## INSTRUCTIONS TO FOLLOW
Count how many lines in the records below contain the string "anchor", and give only that number.

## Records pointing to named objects
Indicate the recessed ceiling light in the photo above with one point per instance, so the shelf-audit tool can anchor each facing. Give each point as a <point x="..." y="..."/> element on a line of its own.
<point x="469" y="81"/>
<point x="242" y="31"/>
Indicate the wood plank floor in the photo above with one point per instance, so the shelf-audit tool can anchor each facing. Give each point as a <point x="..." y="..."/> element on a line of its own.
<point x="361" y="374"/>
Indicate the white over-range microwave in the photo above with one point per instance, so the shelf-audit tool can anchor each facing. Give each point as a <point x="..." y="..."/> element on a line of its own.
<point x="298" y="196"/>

--

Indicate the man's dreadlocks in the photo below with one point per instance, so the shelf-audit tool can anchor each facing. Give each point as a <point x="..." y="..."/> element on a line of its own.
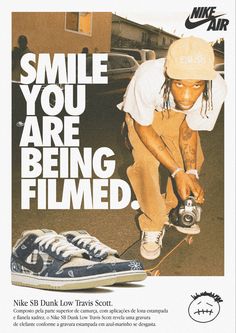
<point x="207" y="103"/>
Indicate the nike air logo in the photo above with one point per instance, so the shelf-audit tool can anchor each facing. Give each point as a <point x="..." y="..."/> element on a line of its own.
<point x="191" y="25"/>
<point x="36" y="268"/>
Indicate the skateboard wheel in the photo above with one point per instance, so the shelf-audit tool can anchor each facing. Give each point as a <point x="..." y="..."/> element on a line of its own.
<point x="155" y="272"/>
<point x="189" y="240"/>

## REPLY
6